▸ **GIVEN ENTRIES**

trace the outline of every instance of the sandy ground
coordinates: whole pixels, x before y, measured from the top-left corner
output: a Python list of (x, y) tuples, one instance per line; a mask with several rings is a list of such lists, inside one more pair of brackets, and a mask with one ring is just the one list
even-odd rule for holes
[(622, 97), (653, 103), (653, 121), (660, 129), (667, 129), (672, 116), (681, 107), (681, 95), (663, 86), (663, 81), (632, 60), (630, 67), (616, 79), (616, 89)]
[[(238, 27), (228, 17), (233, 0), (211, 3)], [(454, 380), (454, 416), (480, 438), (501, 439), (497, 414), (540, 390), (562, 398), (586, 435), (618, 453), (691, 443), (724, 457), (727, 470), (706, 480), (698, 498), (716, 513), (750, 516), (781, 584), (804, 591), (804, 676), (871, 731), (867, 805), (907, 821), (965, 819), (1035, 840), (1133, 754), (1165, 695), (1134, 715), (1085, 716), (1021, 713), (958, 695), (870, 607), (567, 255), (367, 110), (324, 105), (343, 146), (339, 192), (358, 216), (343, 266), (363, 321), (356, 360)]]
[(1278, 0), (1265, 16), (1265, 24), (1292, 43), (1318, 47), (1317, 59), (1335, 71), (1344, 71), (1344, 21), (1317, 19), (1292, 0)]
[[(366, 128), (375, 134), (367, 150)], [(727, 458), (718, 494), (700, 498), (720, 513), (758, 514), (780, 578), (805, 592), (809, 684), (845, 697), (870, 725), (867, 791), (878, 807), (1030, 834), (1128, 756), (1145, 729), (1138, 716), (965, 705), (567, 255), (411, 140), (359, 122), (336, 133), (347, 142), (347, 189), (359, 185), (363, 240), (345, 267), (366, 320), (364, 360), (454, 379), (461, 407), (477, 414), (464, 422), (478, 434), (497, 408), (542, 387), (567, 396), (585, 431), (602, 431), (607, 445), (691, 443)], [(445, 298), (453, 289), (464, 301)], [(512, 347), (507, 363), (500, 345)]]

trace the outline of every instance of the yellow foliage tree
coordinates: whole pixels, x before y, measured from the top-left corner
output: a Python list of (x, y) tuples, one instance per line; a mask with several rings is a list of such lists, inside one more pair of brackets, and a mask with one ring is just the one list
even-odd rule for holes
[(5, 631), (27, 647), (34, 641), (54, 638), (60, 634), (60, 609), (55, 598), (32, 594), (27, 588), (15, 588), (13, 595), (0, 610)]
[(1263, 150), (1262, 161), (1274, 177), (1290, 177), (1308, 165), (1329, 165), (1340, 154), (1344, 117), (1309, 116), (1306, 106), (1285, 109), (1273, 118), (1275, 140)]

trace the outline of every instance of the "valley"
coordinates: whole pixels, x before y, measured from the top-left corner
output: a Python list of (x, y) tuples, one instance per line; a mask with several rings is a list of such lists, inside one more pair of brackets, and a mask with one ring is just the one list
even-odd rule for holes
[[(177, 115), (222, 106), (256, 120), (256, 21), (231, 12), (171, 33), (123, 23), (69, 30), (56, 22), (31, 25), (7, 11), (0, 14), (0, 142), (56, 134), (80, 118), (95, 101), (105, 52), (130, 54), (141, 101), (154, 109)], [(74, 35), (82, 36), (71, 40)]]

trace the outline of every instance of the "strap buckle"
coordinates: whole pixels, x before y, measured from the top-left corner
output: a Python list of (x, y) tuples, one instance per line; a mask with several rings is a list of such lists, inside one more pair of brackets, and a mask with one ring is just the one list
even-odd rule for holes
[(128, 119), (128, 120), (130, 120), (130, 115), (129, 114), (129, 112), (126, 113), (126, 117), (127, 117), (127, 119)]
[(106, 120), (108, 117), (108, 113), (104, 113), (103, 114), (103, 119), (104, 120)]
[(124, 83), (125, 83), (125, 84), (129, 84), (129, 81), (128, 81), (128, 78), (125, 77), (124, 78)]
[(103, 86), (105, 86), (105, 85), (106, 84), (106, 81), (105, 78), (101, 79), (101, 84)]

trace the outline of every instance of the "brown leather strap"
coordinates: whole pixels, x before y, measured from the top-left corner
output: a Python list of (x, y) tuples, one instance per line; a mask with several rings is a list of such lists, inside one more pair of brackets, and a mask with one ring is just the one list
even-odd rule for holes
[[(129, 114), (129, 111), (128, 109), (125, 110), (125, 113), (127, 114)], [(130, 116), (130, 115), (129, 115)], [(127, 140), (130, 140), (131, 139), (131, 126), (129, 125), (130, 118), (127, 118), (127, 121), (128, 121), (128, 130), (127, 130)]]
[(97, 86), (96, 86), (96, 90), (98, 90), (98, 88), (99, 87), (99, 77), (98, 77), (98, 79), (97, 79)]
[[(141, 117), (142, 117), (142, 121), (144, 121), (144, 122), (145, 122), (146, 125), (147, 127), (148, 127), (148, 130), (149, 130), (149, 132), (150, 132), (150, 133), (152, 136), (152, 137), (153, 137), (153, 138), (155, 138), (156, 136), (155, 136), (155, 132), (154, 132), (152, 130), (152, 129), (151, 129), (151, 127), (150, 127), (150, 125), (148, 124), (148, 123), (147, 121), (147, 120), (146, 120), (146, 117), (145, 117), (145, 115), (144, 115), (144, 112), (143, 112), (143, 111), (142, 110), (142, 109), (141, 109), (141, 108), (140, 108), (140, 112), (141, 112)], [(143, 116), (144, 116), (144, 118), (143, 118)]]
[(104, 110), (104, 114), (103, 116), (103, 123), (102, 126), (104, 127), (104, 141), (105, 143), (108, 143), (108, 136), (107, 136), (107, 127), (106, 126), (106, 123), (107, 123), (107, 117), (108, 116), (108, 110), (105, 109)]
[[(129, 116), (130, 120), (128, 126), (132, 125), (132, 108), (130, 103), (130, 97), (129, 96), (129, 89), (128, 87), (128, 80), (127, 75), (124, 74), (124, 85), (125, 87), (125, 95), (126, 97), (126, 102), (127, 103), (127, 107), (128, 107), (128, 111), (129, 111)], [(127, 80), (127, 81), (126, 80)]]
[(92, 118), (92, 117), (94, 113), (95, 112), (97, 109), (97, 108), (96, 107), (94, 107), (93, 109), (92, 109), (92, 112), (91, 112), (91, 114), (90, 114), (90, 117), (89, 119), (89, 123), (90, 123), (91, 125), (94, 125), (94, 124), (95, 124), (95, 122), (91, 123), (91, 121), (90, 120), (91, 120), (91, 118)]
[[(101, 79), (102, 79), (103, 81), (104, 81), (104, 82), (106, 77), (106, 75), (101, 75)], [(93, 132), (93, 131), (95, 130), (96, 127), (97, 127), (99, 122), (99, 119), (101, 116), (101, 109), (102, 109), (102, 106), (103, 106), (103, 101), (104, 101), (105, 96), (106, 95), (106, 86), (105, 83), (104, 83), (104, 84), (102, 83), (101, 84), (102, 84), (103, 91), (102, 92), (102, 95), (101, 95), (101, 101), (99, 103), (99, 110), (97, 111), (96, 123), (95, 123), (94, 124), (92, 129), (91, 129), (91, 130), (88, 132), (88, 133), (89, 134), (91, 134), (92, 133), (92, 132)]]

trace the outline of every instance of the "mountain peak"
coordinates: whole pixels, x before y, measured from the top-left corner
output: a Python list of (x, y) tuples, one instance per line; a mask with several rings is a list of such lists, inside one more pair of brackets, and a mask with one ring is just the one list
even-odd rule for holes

▸ **YOUR GOAL**
Can you output every line of the material above verbatim, from first to last, with nothing changed?

▸ **EXERCISE ANSWER**
trace the outline of every instance of the sandy ground
coordinates: whole pixels, x before y, measured from the top-left corner
output: a Python list of (x, y) tuples, one instance per line; a mask with several rings is a list of such lists, inside one more pair of brackets, and a mask with one ring is just the one list
even-odd rule for holes
[(622, 97), (653, 103), (653, 121), (660, 129), (667, 129), (672, 116), (681, 107), (681, 95), (663, 86), (663, 81), (632, 60), (630, 67), (616, 79), (616, 89)]
[[(238, 27), (228, 17), (233, 0), (211, 3)], [(454, 380), (454, 416), (480, 438), (501, 439), (497, 414), (540, 390), (562, 398), (586, 435), (618, 453), (691, 443), (724, 457), (727, 470), (706, 480), (698, 498), (716, 513), (750, 516), (781, 584), (804, 591), (804, 676), (871, 731), (867, 805), (907, 821), (965, 819), (1035, 840), (1133, 754), (1165, 695), (1134, 715), (1085, 716), (1021, 713), (958, 695), (870, 607), (567, 255), (367, 110), (324, 105), (343, 146), (339, 192), (358, 216), (343, 266), (363, 321), (356, 360)]]
[(1278, 0), (1265, 16), (1265, 24), (1292, 43), (1318, 47), (1317, 59), (1335, 71), (1344, 71), (1344, 21), (1317, 19), (1292, 0)]
[[(366, 128), (375, 134), (367, 150)], [(727, 458), (718, 494), (700, 498), (720, 513), (758, 514), (780, 578), (805, 592), (809, 684), (845, 697), (870, 725), (867, 791), (878, 807), (1030, 834), (1128, 756), (1145, 729), (1138, 716), (965, 705), (567, 255), (411, 140), (359, 122), (336, 133), (347, 142), (347, 189), (359, 185), (363, 240), (345, 267), (366, 320), (364, 360), (454, 379), (461, 407), (477, 414), (464, 422), (478, 434), (497, 408), (542, 387), (567, 396), (585, 431), (602, 431), (607, 445), (691, 443)], [(445, 298), (453, 289), (464, 301)], [(512, 347), (507, 363), (500, 345)]]

trace the outline of every instance of the yellow foliage tree
coordinates: whole pixels, x before y, measured from the top-left corner
output: a Python list of (x, y) tuples, one instance per line; a mask with several rings is a list of such lists, inside one more pair of brackets, and a mask with one ring is just the one list
even-odd rule for holes
[(5, 631), (27, 647), (34, 641), (54, 638), (60, 634), (60, 609), (55, 598), (32, 594), (27, 588), (15, 588), (13, 595), (0, 610)]
[(1263, 150), (1262, 161), (1274, 177), (1290, 177), (1308, 165), (1329, 165), (1340, 154), (1344, 117), (1309, 116), (1306, 106), (1285, 109), (1273, 118), (1275, 140)]

trace the outline of every instance of the "valley"
coordinates: whole pixels, x before y, measured from the top-left corner
output: a Python list of (x, y) tuples, one instance per line; a mask with several rings is a list of such lists, inside one more pair of brackets, and a mask with one ring is just the one list
even-odd rule for holes
[[(177, 115), (222, 106), (256, 120), (256, 21), (231, 12), (171, 33), (123, 23), (69, 30), (56, 22), (31, 25), (7, 11), (0, 14), (0, 142), (56, 134), (80, 118), (95, 101), (105, 52), (130, 54), (141, 101), (154, 109)], [(74, 35), (82, 36), (71, 40)]]

trace the outline of every instance of the "strap buckle"
coordinates: whole pixels, x before y, measured from the top-left corner
output: a Python list of (x, y) tuples, one instance per line; a mask with several rings is a list of such lists, inside one more pair of brackets, and a mask with one ring is just the one list
even-odd rule for holes
[(128, 119), (128, 120), (130, 120), (130, 115), (129, 114), (129, 112), (126, 113), (126, 117), (127, 117), (127, 119)]
[(106, 120), (108, 117), (108, 113), (104, 113), (103, 114), (103, 119), (104, 120)]
[(124, 83), (125, 83), (125, 84), (129, 84), (129, 81), (128, 81), (128, 78), (125, 77), (124, 78)]
[(103, 86), (105, 86), (105, 85), (106, 84), (106, 81), (105, 78), (101, 79), (101, 84)]

trace the outline of every instance of the "brown leather strap"
coordinates: whole pixels, x before y, measured from the top-left corner
output: a Python list of (x, y) tuples, one instance per line; a mask with several rings is a list of such lists, inside one more pair of brackets, and a mask with one ring is just the one list
even-odd rule for holes
[[(129, 114), (129, 111), (128, 109), (125, 110), (125, 113), (127, 114)], [(130, 116), (130, 115), (129, 115)], [(127, 140), (130, 140), (131, 139), (131, 126), (129, 125), (130, 118), (127, 118), (127, 121), (128, 121), (128, 130), (127, 130)]]
[(97, 86), (96, 86), (96, 90), (98, 90), (98, 88), (99, 87), (99, 77), (98, 77), (98, 79), (97, 79)]
[[(141, 117), (142, 117), (142, 121), (144, 121), (144, 122), (145, 122), (146, 125), (147, 127), (148, 127), (148, 130), (149, 130), (149, 132), (150, 132), (150, 133), (152, 136), (152, 137), (153, 137), (153, 138), (155, 138), (156, 136), (155, 136), (155, 132), (154, 132), (152, 130), (152, 129), (151, 129), (151, 127), (150, 127), (150, 125), (148, 124), (148, 123), (147, 121), (147, 120), (146, 120), (146, 117), (145, 117), (145, 115), (144, 115), (144, 112), (143, 112), (143, 111), (142, 110), (142, 109), (141, 109), (141, 108), (140, 108), (140, 112), (141, 112)], [(143, 116), (144, 116), (144, 118), (143, 118)]]
[(104, 110), (104, 114), (103, 116), (103, 123), (102, 126), (104, 127), (104, 141), (105, 143), (108, 143), (108, 136), (107, 136), (107, 127), (106, 126), (106, 123), (107, 123), (107, 117), (108, 116), (108, 110), (105, 109)]
[[(129, 116), (130, 120), (128, 126), (132, 125), (132, 108), (130, 103), (130, 97), (129, 96), (129, 89), (128, 87), (128, 80), (127, 75), (124, 74), (124, 85), (125, 87), (125, 95), (126, 97), (126, 102), (127, 103), (127, 107), (128, 107), (128, 111), (129, 111)], [(127, 80), (127, 81), (126, 80)]]
[(92, 118), (92, 117), (94, 113), (95, 112), (97, 109), (97, 108), (96, 107), (94, 107), (93, 109), (92, 109), (92, 112), (91, 112), (91, 114), (90, 114), (90, 117), (89, 119), (89, 123), (90, 123), (91, 125), (94, 125), (94, 124), (95, 124), (95, 122), (91, 123), (91, 121), (90, 120), (91, 120), (91, 118)]
[[(101, 79), (102, 79), (103, 81), (104, 81), (104, 82), (106, 77), (106, 75), (101, 75)], [(93, 132), (93, 131), (95, 130), (96, 127), (97, 127), (99, 122), (99, 119), (101, 116), (101, 109), (102, 109), (102, 106), (103, 106), (103, 101), (104, 101), (105, 96), (106, 95), (106, 86), (105, 83), (104, 83), (104, 84), (102, 83), (101, 84), (102, 84), (103, 91), (102, 92), (102, 95), (101, 95), (101, 101), (99, 103), (99, 110), (97, 111), (96, 123), (95, 123), (94, 124), (92, 129), (91, 129), (91, 130), (88, 132), (88, 133), (89, 134), (91, 134), (92, 133), (92, 132)]]

trace the outline of every instance of the "mountain peak"
coordinates: whole pixels, x before y, measured from the top-left corner
output: a Python list of (x, y) tuples, one instance per line; a mask with several rings is a list of such lists, inside one more pair of brackets, and a mask with one ring is just the one list
even-odd rule for holes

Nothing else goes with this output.